**Passage given**.
Begin

On Dense Orbits in the Space of Subequivalence Relations of a Countable Borel Equivalence Relation
Core Concepts
This paper investigates the topological properties of the space of subequivalence relations, particularly focusing on dense orbits within this space for hyperfinite probability measure preserving equivalence relations.
Abstract
Bibliographic Information: Le Maître, F. (2024). On dense orbits in the space of subequivalence relations [Preprint]. arXiv:2405.01806v2.
Research Objective: This paper aims to characterize the subequivalence relations that possess dense orbits within the space of all subequivalence relations for a given non-singular countable equivalence relation. The study focuses particularly on the probability measure preserving (p.m.p) case and the actions of the full group and the automorphism group of the relation.
Methodology: The paper utilizes tools from descriptive set theory, measure theory, and ergodic theory. It extends the framework developed by Kechris for p.m.p. equivalence relations to the non-singular case. The study employs concepts like the measure algebra of an equivalence relation, the strong topology on the space of subequivalence relations, and conditional measures.
Key Findings:
The paper establishes that the space of subequivalence relations of any non-singular countable equivalence relation admits a Polish topology induced by the measure algebra.
It provides a complete characterization of subequivalence relations having a dense orbit in the space of subequivalence relations of the ergodic hyperfinite p.m.p. equivalence relation.
The study demonstrates that for the ergodic hyperfinite p.m.p. equivalence relation, a subequivalence relation has a dense orbit under the action of the full group or the automorphism group if and only if it is aperiodic and has everywhere infinite index.

End

**Record extracts**.
Begin

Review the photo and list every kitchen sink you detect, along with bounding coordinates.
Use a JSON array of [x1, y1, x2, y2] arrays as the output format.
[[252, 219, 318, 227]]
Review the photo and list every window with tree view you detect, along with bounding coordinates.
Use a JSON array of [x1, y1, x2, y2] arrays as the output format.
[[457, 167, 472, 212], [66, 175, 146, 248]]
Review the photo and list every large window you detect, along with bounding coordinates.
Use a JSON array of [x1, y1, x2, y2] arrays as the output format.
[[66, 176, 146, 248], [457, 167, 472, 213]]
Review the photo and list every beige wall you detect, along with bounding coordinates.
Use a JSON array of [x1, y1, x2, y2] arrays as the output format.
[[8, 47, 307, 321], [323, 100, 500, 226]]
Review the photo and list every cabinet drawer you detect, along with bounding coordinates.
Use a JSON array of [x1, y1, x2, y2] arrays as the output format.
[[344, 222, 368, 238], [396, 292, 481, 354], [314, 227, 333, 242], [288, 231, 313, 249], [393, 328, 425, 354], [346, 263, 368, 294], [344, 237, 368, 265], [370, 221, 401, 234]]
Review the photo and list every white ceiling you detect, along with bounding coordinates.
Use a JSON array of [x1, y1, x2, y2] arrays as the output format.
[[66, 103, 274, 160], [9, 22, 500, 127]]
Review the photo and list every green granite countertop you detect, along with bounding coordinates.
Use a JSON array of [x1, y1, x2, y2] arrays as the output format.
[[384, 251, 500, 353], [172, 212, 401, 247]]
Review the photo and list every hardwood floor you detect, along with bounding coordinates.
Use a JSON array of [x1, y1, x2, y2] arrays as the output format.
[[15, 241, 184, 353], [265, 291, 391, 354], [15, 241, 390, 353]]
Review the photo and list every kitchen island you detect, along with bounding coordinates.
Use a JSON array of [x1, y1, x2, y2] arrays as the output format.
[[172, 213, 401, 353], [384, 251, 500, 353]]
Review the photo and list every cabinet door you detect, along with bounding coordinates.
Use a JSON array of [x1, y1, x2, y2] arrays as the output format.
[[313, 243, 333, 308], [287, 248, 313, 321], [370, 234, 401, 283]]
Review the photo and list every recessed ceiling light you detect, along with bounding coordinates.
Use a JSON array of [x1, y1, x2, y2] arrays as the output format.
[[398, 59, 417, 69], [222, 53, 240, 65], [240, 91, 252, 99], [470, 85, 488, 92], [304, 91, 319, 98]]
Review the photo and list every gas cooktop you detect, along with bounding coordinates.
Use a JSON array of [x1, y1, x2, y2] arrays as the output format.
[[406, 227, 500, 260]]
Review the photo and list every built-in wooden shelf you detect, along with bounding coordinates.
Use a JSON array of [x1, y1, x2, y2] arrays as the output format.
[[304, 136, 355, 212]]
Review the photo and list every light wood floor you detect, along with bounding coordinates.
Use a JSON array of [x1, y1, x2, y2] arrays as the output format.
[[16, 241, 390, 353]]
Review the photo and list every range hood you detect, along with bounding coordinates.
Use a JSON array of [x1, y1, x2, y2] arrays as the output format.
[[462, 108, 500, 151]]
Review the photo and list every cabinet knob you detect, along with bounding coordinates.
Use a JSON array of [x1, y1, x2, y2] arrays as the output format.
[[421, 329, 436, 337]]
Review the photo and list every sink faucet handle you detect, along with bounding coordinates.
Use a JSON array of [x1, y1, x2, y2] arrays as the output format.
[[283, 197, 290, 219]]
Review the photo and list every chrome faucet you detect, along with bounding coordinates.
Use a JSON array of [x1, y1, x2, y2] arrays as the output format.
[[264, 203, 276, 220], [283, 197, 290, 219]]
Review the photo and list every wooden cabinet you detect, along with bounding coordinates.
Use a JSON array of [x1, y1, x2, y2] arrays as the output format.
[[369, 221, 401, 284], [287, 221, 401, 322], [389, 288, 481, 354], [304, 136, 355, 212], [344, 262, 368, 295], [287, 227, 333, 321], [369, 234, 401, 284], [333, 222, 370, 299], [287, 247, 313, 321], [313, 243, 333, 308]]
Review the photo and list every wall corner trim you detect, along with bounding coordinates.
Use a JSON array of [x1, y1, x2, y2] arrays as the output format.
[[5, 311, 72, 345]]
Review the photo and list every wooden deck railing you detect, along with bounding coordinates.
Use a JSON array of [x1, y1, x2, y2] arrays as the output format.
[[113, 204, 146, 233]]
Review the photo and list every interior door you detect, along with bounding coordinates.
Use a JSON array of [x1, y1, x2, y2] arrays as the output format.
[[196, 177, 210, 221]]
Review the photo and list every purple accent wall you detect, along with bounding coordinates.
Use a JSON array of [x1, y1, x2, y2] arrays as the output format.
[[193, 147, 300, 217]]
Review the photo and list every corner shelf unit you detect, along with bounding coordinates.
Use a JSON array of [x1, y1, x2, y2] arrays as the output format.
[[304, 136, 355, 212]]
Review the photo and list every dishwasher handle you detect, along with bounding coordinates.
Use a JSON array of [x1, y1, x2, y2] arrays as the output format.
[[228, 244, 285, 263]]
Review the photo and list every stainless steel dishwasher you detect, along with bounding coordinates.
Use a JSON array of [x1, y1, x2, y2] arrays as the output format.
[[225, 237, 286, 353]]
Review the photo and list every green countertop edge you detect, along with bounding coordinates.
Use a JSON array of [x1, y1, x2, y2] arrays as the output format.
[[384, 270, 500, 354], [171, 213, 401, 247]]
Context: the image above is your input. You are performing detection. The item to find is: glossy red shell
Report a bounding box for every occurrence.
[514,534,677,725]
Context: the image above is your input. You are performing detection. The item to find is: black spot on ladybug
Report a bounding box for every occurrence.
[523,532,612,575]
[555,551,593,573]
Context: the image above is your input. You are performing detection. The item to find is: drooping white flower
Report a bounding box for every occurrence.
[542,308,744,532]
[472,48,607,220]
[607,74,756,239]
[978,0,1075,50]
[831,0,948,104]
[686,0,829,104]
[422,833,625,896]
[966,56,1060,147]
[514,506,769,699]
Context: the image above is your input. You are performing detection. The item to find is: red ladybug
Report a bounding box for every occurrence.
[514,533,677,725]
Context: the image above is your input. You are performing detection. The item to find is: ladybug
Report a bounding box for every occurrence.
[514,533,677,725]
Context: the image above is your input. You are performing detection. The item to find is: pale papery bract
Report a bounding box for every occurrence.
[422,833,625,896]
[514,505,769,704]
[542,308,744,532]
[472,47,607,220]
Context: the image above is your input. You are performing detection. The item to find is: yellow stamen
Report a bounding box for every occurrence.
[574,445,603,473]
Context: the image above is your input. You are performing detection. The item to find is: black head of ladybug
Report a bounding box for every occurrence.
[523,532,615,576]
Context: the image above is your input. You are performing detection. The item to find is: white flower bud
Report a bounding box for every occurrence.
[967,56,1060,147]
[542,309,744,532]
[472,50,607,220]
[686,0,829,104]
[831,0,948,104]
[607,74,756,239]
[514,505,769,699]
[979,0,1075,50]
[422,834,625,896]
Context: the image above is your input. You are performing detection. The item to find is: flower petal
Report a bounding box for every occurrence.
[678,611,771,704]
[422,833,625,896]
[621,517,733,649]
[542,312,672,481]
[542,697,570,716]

End

**Task details**.
Does the summary on dense orbits support each statement below? Answer yes or no for each and quote the deciding words.
(a) The study extends a framework due to Kechris to the non-singular case.
(b) The Polish topology on the space of subequivalence relations is established only for p.m.p. equivalence relations.
(c) For the ergodic hyperfinite p.m.p. equivalence relation, a subequivalence relation with a dense orbit must be aperiodic.
The rows play no part in what follows.

**The output**.
(a) Yes: "It extends the framework developed by Kechris for p.m.p. equivalence relations to the non-singular case."
(b) No: "the space of subequivalence relations of any non-singular countable equivalence relation admits a Polish topology induced by the measure algebra."
(c) Yes: "has a dense orbit under the action of the full group or the automorphism group if and only if it is aperiodic and has everywhere infinite index."